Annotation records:

######

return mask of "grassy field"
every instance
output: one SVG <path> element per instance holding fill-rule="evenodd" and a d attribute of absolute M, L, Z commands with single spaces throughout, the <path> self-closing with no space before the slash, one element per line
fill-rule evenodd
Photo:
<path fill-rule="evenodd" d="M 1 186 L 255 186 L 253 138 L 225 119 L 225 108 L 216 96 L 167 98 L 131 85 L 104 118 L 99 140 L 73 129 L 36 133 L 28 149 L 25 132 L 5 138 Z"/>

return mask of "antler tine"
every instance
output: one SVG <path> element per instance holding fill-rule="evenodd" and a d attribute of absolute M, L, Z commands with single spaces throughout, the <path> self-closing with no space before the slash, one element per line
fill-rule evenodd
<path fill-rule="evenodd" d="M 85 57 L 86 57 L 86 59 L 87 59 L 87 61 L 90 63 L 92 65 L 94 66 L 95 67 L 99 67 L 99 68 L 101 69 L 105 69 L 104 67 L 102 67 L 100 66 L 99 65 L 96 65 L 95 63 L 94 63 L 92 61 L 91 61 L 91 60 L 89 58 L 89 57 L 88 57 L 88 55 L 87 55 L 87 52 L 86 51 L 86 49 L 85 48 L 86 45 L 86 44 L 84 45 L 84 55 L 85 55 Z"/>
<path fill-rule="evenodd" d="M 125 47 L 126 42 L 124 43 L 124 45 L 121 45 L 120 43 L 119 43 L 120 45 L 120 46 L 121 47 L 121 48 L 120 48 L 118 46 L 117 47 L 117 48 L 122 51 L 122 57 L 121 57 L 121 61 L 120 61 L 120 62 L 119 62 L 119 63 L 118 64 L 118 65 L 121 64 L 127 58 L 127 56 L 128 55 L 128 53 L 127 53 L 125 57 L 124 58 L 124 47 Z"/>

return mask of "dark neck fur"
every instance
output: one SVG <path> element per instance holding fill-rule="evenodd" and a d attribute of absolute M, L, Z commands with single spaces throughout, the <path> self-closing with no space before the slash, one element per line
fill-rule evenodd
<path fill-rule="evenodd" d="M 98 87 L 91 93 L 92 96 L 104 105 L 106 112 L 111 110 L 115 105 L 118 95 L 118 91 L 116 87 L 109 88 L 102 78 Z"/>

######

Put the part of the records above that opens with their first line and closes with the line containing "125 47 L 126" into a two-column CSV with columns instruction and mask. Write one row per record, with its text and its answer each in a single quoted field and line breaks turned into spaces.

RESPONSE BELOW:
instruction,mask
"return mask of ""grassy field"" every instance output: one SVG <path> element per instance holding fill-rule=""evenodd"" and a d attribute of absolute M, L, Z commands with single spaces throughout, the <path> self-closing with no space before the slash, one element per line fill-rule evenodd Photo:","<path fill-rule=""evenodd"" d=""M 1 186 L 255 186 L 253 138 L 225 119 L 225 108 L 216 96 L 167 98 L 131 85 L 104 118 L 99 140 L 73 129 L 36 133 L 28 149 L 25 132 L 5 138 Z""/>"
"return mask of ""antler tine"" every instance output: one SVG <path> element per instance holding fill-rule=""evenodd"" and a d attribute of absolute M, L, Z commands with single spaces throughout, the <path> self-closing with no space before the slash, one element per line fill-rule evenodd","<path fill-rule=""evenodd"" d=""M 85 57 L 86 57 L 86 59 L 87 59 L 87 61 L 90 63 L 92 65 L 94 66 L 95 67 L 99 67 L 99 68 L 101 69 L 105 69 L 104 67 L 102 67 L 100 66 L 99 65 L 96 65 L 95 63 L 94 63 L 92 61 L 91 61 L 91 60 L 89 58 L 89 57 L 88 57 L 88 55 L 87 55 L 87 52 L 86 51 L 86 49 L 85 48 L 86 45 L 86 44 L 84 45 L 84 55 L 85 55 Z""/> <path fill-rule=""evenodd"" d=""M 125 47 L 126 42 L 124 43 L 124 45 L 121 45 L 120 43 L 119 43 L 120 45 L 120 46 L 121 47 L 121 48 L 120 48 L 118 46 L 117 47 L 117 48 L 122 51 L 122 57 L 121 57 L 121 61 L 120 61 L 120 62 L 119 62 L 119 63 L 118 64 L 118 65 L 121 64 L 127 58 L 127 56 L 128 55 L 128 53 L 127 53 L 125 57 L 124 58 L 124 47 Z""/>"